Omnivorous Jan 08, 2009 05:33 AM

I have a proportional thermostat. I had heard that proportional thermostats were suposed to keep the temps within 1 degree or better accuracy but I have found mine keeps the temps within 2 or 2.5 degress accuracy. Is this normal? The temps drop mabie 1 degrees below set temp and 2 to 2.5 degrees above. Usualy the temps are within a degree of setpoint or exactly on setpoint but these differences are the extreme cases max/min. Do I have a unacurate thermostat or are these variations to be expected? Would that temp difference be bad for reptile eggs? The variations in temp are not held for long usualy bounces back to correct temp quickly. Its a lot more accurate than the on/off type I used to have but was wondering if its an accurate unit the on/off type had agreater difference in temps. Mostly concerned if it will be bad for reptile eggs?

Replies (11)

LarryS Jan 08, 2009 05:55 AM

Are you measuring temps at the same spot that the thermostat probe is located?

LarryS Jan 08, 2009 05:57 AM

Also, is the thermostat probe inside of a closed eggbox or otherwise in a seperate compartment from the heater element?

Omnivorous Jan 08, 2009 07:43 AM

The thermostat probe records the temps. It has a max temp and min temp reading stored that you can display if you want wich you can reset any time. Its like during the day its set to 88.5 and 95% of the time I look at the thing its 0.0 - 1.0 degrees within what I set it for but once in a while if I check the max/min temp readings for daytime it might get as hot as 90.2 or at night its set to 82.0 degrees and 95% of the time its 0.0 - 1.0 degrees in range but if I reset the max/min temp recording to see the range at night it might have gotten as cold as 79.9 degrees. The amount it goes below 88.5 during the day or above 82.0 during the night would be about 1 degree from max/min readings.

Omnivorous Jan 08, 2009 07:48 AM

Pretty much I think its just the extreme temps of the cage over night or during the day. The temperatures are not fluxuateing 4 degrees every 15 min. Its not like it reads 90 degrees and fifteen min or a half hour later its 86 degrees then back up to 90 fifteen min later. I was interested in breeding some of my lizards and was told I need to use an accurate prop thermostat not an on/off. I know if I had one of those mini fridge looking incubators the temps would stay stable more than in one of those hovabator types. Just wondering if the thermostat was normal for temp ranges and if it was safe for an incubator?

INFORMATION GIVEN:
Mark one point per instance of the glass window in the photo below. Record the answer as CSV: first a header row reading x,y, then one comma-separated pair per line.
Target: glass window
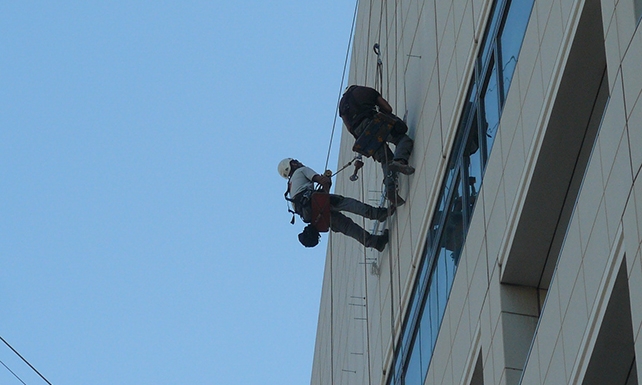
x,y
511,38
413,374
476,134
472,166
427,340
490,108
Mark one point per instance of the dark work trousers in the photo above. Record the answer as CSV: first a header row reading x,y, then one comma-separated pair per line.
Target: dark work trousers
x,y
403,149
342,224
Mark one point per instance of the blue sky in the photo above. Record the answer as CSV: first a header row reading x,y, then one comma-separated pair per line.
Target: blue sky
x,y
144,238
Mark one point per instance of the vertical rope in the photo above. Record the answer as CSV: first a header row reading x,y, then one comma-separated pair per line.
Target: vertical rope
x,y
441,126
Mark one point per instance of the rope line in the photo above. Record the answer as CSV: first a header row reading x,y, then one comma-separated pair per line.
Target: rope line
x,y
345,65
25,361
11,371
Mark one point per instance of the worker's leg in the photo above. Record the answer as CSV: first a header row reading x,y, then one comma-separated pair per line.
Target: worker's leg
x,y
341,224
384,156
403,146
341,203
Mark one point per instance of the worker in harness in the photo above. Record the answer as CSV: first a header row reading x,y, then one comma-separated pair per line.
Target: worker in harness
x,y
368,117
301,180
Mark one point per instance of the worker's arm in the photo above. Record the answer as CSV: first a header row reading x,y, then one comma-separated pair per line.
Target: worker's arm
x,y
324,181
383,105
347,123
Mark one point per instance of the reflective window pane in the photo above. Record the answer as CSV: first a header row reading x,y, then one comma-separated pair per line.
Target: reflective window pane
x,y
473,167
490,108
511,37
427,341
412,374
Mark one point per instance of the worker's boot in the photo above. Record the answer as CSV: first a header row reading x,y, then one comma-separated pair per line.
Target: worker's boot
x,y
384,213
394,198
402,166
378,241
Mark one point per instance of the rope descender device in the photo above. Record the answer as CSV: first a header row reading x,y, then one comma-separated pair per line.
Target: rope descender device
x,y
377,50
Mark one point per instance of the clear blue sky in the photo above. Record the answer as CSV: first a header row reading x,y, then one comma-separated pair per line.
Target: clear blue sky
x,y
144,238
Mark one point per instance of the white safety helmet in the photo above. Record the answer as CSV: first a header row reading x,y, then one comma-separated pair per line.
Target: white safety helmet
x,y
284,167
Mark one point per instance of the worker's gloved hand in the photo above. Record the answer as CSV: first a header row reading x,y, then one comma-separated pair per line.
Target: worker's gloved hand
x,y
324,181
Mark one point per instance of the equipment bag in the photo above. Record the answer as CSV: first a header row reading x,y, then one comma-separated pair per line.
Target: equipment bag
x,y
320,204
376,132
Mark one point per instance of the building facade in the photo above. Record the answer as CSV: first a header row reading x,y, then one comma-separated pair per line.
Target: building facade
x,y
516,258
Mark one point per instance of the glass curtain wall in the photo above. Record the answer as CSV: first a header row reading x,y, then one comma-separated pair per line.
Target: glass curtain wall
x,y
476,134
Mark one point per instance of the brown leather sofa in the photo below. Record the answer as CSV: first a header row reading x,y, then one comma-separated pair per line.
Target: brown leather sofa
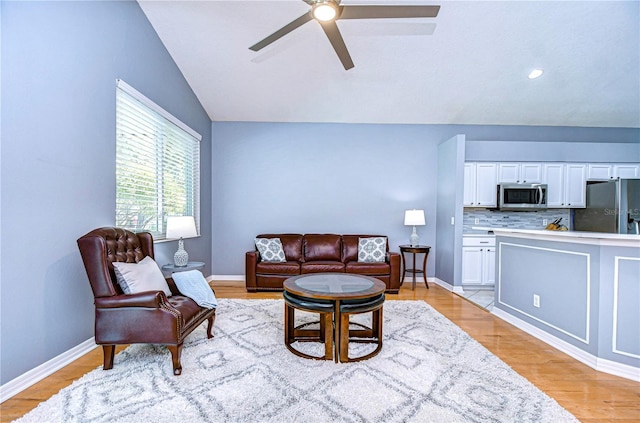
x,y
146,317
318,253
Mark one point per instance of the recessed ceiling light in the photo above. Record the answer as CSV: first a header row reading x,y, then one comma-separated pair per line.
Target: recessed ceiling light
x,y
324,11
536,73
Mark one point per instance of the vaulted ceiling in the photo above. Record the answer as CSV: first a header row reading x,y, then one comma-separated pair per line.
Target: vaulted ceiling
x,y
468,65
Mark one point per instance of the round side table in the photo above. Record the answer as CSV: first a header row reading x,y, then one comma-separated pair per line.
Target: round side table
x,y
417,249
192,265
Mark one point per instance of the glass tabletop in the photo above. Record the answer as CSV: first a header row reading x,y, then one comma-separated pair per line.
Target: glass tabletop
x,y
333,283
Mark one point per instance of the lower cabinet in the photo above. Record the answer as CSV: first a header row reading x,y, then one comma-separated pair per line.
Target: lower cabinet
x,y
478,260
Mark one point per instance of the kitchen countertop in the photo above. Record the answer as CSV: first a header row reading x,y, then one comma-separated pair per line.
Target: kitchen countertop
x,y
598,238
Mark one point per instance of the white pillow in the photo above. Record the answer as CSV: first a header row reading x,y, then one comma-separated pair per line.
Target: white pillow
x,y
372,250
270,250
193,285
140,277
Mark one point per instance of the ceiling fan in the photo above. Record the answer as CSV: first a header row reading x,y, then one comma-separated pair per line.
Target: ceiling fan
x,y
327,12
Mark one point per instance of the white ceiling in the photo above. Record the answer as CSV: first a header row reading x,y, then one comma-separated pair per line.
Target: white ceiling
x,y
469,65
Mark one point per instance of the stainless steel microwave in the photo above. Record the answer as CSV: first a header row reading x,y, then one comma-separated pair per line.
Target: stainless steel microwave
x,y
522,196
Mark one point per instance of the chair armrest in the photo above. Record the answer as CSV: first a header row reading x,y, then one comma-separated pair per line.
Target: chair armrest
x,y
149,299
394,278
251,260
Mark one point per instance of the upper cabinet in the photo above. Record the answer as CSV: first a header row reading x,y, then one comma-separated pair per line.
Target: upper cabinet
x,y
606,171
566,184
519,173
480,184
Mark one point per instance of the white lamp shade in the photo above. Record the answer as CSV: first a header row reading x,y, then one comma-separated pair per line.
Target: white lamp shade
x,y
181,227
414,218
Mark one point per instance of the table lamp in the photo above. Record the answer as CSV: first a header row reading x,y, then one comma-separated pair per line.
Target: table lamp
x,y
181,227
414,218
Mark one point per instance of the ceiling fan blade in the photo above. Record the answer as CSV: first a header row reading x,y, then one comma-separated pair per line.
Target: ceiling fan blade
x,y
374,12
282,32
331,29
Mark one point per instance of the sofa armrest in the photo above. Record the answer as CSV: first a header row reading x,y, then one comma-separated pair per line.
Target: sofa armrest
x,y
394,261
251,260
148,299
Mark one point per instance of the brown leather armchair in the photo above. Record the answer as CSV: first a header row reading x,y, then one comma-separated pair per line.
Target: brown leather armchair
x,y
145,317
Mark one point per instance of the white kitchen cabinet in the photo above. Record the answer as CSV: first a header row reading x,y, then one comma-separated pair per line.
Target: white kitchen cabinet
x,y
508,173
478,260
480,184
531,173
599,171
608,171
553,176
519,173
566,184
575,189
627,170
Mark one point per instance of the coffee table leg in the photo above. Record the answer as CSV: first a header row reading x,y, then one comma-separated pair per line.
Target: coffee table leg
x,y
289,319
336,325
344,338
327,334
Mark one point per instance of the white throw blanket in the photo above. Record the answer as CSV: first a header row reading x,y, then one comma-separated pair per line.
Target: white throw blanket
x,y
193,285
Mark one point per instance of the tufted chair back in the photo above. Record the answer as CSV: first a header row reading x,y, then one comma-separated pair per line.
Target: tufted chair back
x,y
102,246
142,317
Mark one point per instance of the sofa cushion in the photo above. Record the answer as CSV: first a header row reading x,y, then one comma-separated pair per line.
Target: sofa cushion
x,y
288,268
193,285
322,247
322,266
291,244
270,250
370,269
372,250
350,246
139,277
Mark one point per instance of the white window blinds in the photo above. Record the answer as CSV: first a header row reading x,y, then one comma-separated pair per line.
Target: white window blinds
x,y
157,165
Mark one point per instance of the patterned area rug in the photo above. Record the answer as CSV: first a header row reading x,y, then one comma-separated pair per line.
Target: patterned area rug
x,y
429,370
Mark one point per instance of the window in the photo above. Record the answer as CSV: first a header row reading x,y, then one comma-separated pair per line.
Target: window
x,y
157,165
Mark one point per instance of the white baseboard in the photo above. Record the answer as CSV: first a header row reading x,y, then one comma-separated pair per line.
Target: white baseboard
x,y
36,374
231,278
600,364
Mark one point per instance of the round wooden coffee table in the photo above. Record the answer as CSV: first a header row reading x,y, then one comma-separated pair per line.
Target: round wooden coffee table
x,y
335,297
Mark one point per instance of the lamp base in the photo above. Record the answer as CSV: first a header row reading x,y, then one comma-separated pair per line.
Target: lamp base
x,y
181,257
413,239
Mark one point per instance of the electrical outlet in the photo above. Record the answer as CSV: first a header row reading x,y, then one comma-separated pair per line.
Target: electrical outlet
x,y
536,300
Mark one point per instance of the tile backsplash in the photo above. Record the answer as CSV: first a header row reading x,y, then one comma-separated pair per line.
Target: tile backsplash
x,y
512,219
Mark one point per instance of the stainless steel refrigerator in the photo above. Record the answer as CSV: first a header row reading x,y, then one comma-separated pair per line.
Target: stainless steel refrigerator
x,y
612,207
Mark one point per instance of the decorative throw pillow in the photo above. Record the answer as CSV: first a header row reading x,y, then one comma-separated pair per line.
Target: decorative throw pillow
x,y
193,285
140,277
270,250
372,250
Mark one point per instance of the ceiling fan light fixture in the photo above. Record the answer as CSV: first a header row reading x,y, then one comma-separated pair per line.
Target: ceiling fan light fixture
x,y
536,73
324,11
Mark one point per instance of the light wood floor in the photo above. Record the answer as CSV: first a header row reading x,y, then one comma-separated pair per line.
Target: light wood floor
x,y
590,395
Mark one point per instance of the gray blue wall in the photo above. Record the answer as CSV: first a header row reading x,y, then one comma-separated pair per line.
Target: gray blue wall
x,y
449,206
60,61
341,178
59,64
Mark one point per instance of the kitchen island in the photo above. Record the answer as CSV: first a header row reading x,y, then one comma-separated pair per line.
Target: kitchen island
x,y
577,291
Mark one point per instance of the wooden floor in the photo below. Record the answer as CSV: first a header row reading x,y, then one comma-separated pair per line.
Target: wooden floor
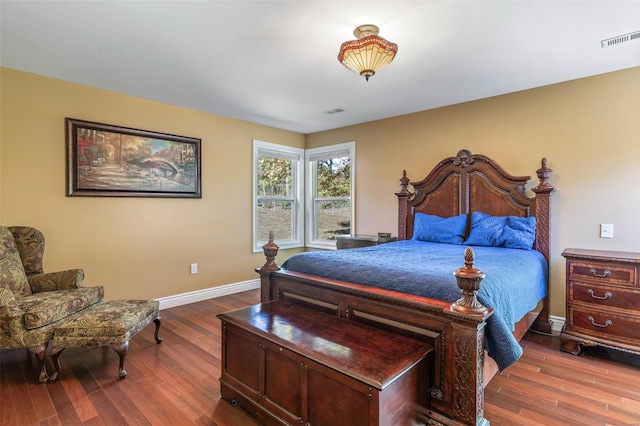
x,y
176,382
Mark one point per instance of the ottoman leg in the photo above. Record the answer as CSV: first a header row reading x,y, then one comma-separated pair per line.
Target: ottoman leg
x,y
55,355
122,351
158,321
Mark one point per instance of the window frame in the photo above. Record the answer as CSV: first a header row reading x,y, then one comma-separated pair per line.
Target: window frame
x,y
311,158
297,155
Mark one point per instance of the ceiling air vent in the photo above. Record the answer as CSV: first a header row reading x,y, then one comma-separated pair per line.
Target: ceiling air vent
x,y
620,39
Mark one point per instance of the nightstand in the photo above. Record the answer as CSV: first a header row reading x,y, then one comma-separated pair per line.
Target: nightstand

TASK PROMPT:
Copy the stretch of the thermostat thread from "Pretty much I" through "for an incubator?" word for word. The data above stands apart from the thermostat thread.

RIGHT ANSWER:
Pretty much I think its just the extreme temps of the cage over night or during the day. The temperatures are not fluxuateing 4 degrees every 15 min. Its not like it reads 90 degrees and fifteen min or a half hour later its 86 degrees then back up to 90 fifteen min later. I was interested in breeding some of my lizards and was told I need to use an accurate prop thermostat not an on/off. I know if I had one of those mini fridge looking incubators the temps would stay stable more than in one of those hovabator types. Just wondering if the thermostat was normal for temp ranges and if it was safe for an incubator?